Ex: A recent ‘Happy Birthday’ obligatory call was hijacked into a 10 minute bitchfest over how the sibling executor is handling the estate. To my credit, I picked up a phonebook, slammed it down on the table and said ‘Something happened, gotta go’. Sure, I could have told her to F-off, but I was calling her to wish her a happy birthday. BTW, those calls, to any of the siblings, are now at an end as well as the birthday & holiday cards; we never get any back anyway.
Its not my fault I live frugally and pay my bills like our parents taught us all to do. Life is too short to be bothered with greedy little sh-ts who were still bleeding my parents for handouts after age 50.
Word. My mom left home like a bat out of hell when she was 18 and never went back, I mean never. Her relationship with her mother was problematic but she sustained it; her relationship with her stepfather was nonexistent. AFAIK, she never spoke to him again after she left home. She doesn’t like to talk about her childhood (she was the oldest of seven children in a very poor family, and her mother was uneducated, poor, trapped, and frequently at the end of her rope) and she never talks about her stepdad.

=== Exercises to complete ===
a) Write out the passage on family estrangement word for word, everything from "Ex: A recent" down to "any back anyway.".
b) Carry the passage on family estrangement forward from its final sentence with the next part.

[Region pointing data]
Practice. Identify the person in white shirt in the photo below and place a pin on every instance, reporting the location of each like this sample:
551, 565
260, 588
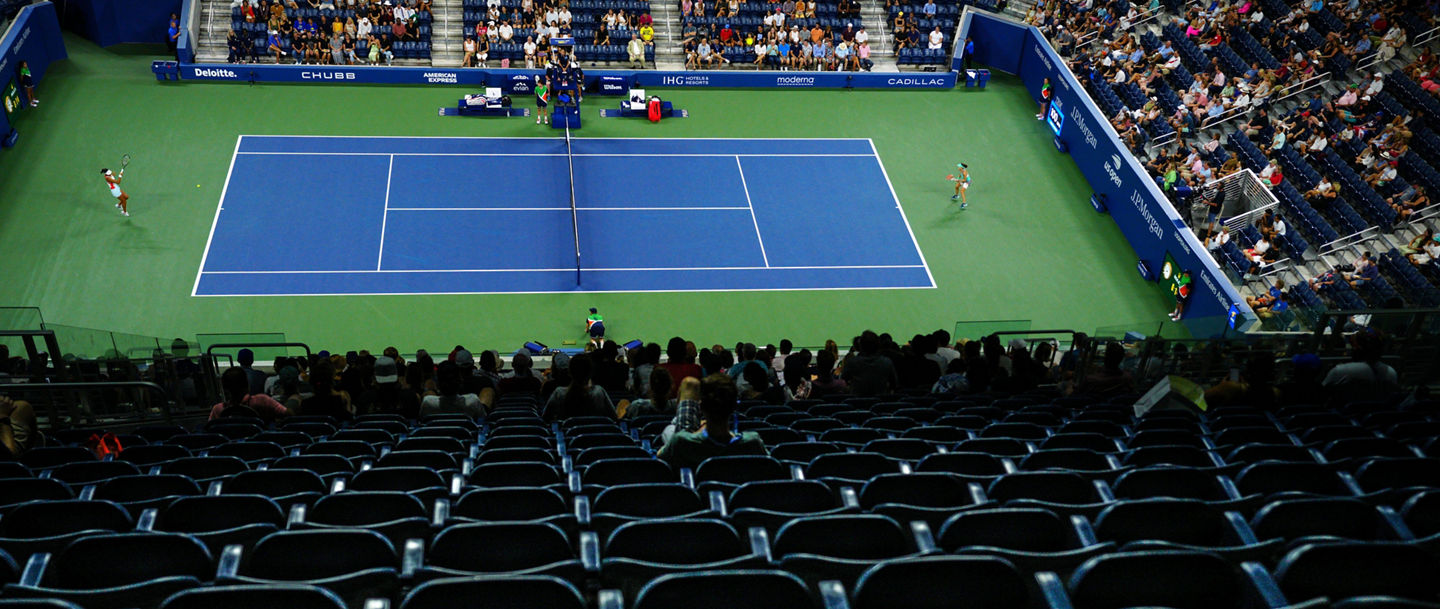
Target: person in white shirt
1217, 241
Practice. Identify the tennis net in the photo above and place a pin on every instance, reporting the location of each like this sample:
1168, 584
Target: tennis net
575, 215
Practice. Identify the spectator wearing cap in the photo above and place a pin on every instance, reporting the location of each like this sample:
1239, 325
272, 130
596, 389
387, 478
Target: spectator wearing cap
717, 400
246, 359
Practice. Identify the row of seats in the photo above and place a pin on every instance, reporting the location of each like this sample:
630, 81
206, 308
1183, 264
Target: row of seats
818, 560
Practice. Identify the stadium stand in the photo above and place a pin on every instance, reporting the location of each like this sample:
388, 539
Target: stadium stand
1276, 494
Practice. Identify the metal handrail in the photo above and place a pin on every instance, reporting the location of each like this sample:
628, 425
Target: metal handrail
51, 406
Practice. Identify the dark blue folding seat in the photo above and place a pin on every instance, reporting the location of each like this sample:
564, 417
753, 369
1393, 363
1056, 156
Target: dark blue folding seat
84, 472
222, 520
641, 552
117, 570
1170, 579
288, 596
1322, 519
1342, 570
1036, 540
477, 549
1181, 524
49, 526
929, 497
496, 591
396, 516
140, 493
750, 589
840, 547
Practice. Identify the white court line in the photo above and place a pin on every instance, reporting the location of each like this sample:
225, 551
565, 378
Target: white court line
879, 161
575, 291
216, 220
748, 203
385, 218
543, 138
570, 268
536, 154
563, 209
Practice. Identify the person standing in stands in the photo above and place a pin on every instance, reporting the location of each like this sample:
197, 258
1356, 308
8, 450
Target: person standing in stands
717, 402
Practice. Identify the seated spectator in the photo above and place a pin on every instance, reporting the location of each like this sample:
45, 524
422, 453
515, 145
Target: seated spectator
1365, 377
452, 396
236, 388
327, 400
581, 396
1429, 252
522, 377
717, 402
18, 426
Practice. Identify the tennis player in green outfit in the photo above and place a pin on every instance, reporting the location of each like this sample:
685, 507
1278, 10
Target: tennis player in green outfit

=== Task answers ===
a)
Ex: A recent ‘Happy Birthday’ obligatory call was hijacked into a 10 minute bitchfest over how the sibling executor is handling the estate. To my credit, I picked up a phonebook, slammed it down on the table and said ‘Something happened, gotta go’. Sure, I could have told her to F-off, but I was calling her to wish her a happy birthday. BTW, those calls, to any of the siblings, are now at an end as well as the birthday & holiday cards; we never get any back anyway.

b)
Mom is a very strong and affectionate woman – not the type who would ever just cut someone out of her life. I think most of us who know her intimately and know her history believe that her stepfather abused her, physically for sure, and probably sexually, although we wouldn’t dream of asking. But when he died, she wouldn’t go to his funeral (a huge statement from my Christian mother), and this in turn chilled relations with her brothers and sisters, who are his biological children and possibly (probably) weren’t abused like she was. Though as to that, who knows . . . . Anyway, he died when we kids were teenagers (15 years ago or so) and we had never met him. We’ve seen our aunts or uncles or cousins on that side of the family maybe once a year since then, if that. My mom maintains sporadic contact, but I doubt any of my siblings or I will bother to maintain contact once she’s gone.
It’s just too bad that her siblings wouldn’t allow her to make her choice without judging her for it – they were mad that she cut him off “for no reason” and that she wouldn’t explain; they treat her coolly based on their perception of her “wrong” and “mean” decision; and my sibs and I (if not my mom) in turn get cheesed that my mom gets the cold shoulder from her family, and we largely don’t bother to cultivate a relationship with them because of it. I don’t know how the situation could have turned out differently, other than having stepdad not be a child abuser. I just wish they would have respected her enough to realize that very few, if any, normal not-antisocial people make such a choice “for no reason.” There’s almost always a reason, usually a very good, if painful, one.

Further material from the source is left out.